For the position of Secretary of Agriculture, Eisenhower picked Ezra Taft Benson, a high-ranking member of The Church of Jesus Christ of Latter-day Saints. Benson was selected because he belonged to the Taft wing of the party. Benson was a distance cousin of Taft's.
One of Eisenhower's most interesting appointments was Oveta Culp Hobby, who became the first secretary of the newly created Department of Health, Education, and Welfare in 1953. She was the second female cabinet secretary (Franklin Roosevelt had picked Frances Perkins as his Secretary of Labor). During World War II she had been in charge of the War Department's Women's Interest Section for a short time and then became the Director of the Women's Army Auxiliary Corps (later the Women's Army Corps, known as the WACs). This was an agency created to fill gaps left by a shortage of men. The members of the WAC were the first women other than nurses to wear U.S. Army uniforms and to receive military benefits through the GI Bill. Eisenhower had named her as head of the Federal Security Agency, a non-cabinet post, and she was invited to sit in on cabinet meetings. Just a month into his presidency, on April 11, 1953, she became the first secretary, and first female secretary, of the new Department of Health, Education, and Welfare, which later became the Department of Health and Human Services. Among other decisions and actions at HEW, she made the decision to approve Jonas Salk's polio vaccine.
Rounding out the cabinet was Martin Patrick Durkin, a Democrat and president of the plumbers and steamfitters union. Durkin was selected as secretary of labor. Eisenhower would joke that his first Cabinet was composed of "nine millionaires and a plumber." But Durkin soon became dissatisfied with Eisenhower's labor policies and resigned after less than a year in office. He was replaced by James P. Mitchell, a businessman from New Jersey who was nicknamed "the social conscience of the Republican Party. Mitchell was an advocate of labor. He fought against employment discrimination, opposed right-to-work laws, and was concerned about the plight of migrant workers.

- _Available data_
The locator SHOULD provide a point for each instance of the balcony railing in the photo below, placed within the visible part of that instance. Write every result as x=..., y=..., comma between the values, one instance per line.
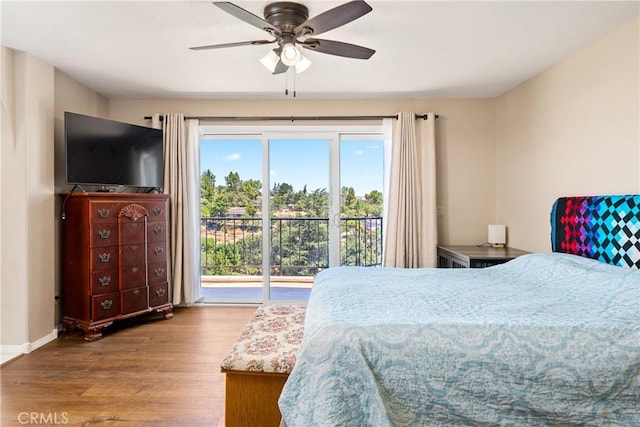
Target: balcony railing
x=299, y=246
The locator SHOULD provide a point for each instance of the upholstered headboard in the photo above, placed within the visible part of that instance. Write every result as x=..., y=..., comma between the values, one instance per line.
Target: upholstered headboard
x=606, y=228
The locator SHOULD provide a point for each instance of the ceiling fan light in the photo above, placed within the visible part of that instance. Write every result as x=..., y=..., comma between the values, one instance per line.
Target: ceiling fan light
x=270, y=61
x=290, y=55
x=303, y=64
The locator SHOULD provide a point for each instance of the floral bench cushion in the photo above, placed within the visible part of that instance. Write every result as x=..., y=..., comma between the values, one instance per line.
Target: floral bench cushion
x=270, y=341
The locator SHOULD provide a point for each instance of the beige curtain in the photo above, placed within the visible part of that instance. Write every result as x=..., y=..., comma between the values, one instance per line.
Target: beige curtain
x=411, y=233
x=181, y=182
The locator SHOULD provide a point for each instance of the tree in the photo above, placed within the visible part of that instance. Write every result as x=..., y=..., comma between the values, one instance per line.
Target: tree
x=233, y=181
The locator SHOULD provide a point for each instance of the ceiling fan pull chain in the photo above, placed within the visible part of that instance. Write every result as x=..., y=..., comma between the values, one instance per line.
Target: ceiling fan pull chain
x=286, y=84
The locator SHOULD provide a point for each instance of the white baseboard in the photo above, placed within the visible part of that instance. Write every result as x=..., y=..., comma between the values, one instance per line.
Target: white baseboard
x=9, y=352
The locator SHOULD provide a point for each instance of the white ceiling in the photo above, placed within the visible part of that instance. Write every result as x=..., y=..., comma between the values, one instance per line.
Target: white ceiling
x=423, y=48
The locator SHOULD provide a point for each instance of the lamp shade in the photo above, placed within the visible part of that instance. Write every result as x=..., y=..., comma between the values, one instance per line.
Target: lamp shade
x=291, y=55
x=270, y=61
x=497, y=235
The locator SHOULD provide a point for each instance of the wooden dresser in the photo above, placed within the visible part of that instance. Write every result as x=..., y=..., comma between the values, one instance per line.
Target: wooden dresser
x=475, y=256
x=115, y=255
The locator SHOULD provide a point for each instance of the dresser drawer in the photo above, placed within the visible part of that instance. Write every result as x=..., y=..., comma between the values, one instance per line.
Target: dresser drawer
x=133, y=276
x=135, y=300
x=157, y=252
x=132, y=254
x=157, y=211
x=157, y=272
x=104, y=258
x=103, y=212
x=106, y=305
x=104, y=281
x=104, y=234
x=158, y=294
x=157, y=232
x=132, y=231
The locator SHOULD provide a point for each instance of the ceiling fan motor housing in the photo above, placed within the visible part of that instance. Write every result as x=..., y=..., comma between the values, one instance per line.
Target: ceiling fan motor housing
x=286, y=15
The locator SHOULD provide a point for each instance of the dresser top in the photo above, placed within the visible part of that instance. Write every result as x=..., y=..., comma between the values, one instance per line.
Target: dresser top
x=483, y=252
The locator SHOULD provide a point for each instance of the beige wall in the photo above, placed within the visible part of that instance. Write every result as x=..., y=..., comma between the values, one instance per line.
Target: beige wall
x=465, y=144
x=27, y=203
x=571, y=130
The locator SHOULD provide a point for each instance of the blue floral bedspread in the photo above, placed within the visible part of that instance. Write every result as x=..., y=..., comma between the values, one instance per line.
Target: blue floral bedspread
x=545, y=339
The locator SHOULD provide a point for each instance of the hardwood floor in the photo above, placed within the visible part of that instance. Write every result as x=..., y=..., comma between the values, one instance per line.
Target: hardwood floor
x=144, y=372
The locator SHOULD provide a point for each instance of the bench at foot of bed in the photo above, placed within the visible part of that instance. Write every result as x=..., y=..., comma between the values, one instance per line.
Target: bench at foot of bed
x=259, y=364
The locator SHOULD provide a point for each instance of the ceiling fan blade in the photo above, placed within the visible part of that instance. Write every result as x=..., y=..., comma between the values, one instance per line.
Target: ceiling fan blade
x=332, y=47
x=246, y=16
x=333, y=18
x=247, y=43
x=280, y=68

- _What you need to do_
**1)** In the passage on Eisenhower's cabinet, which union was Martin Patrick Durkin president of?
**2)** Please list every person the passage on Eisenhower's cabinet names as a cabinet secretary, under any president.
**3)** Carry the passage on Eisenhower's cabinet forward from its final sentence.

- _Task-by-task outputs_
**1)** The plumbers and steamfitters union.

**2)** Ezra Taft Benson, Oveta Culp Hobby, Frances Perkins, Martin Patrick Durkin, James P. Mitchell

**3)**
Two other notable non-cabinet appointments made by Eisenhower were New Hampshire Governor Sherman Adams as White House Chief of Staff, credited as the first Chief of Staff to turn the role into a power position. Milton S. Eisenhower, the president's brother and a prominent college administrator, was another important adviser to the President. Eisenhower also elevated the role of the National Security Council, and Robert Cutler served as the first National Security Advisor.

Eisenhower organized his administration somewhat like a military staff. Men below him were supposed to work out in detail what needed to be done. As President expected to make the ultimate decision, but he disliked doing any of the detail work. Biographer Jean Smith wrote of Eisenhower, "He looked to the future, not the past, and his presidency provided a buffered transition from FDR's New Deal and the Fair Deal of Harry Truman into the modern era." He continued New Deal programs and expanded Social Security, he took the lead in building the Interstate Highway System in 1956, and the establishment of NASA as a civilian, rather than military, mandate. Eisenhower signed the first significant civil rights bills of the 20th century, and he sent federal troops to Arkansas to enforce a court ruling mandating school desegregation. Consensus among most presidential scholars is that Eisenhower is in the upper echelon among rankings of presidents.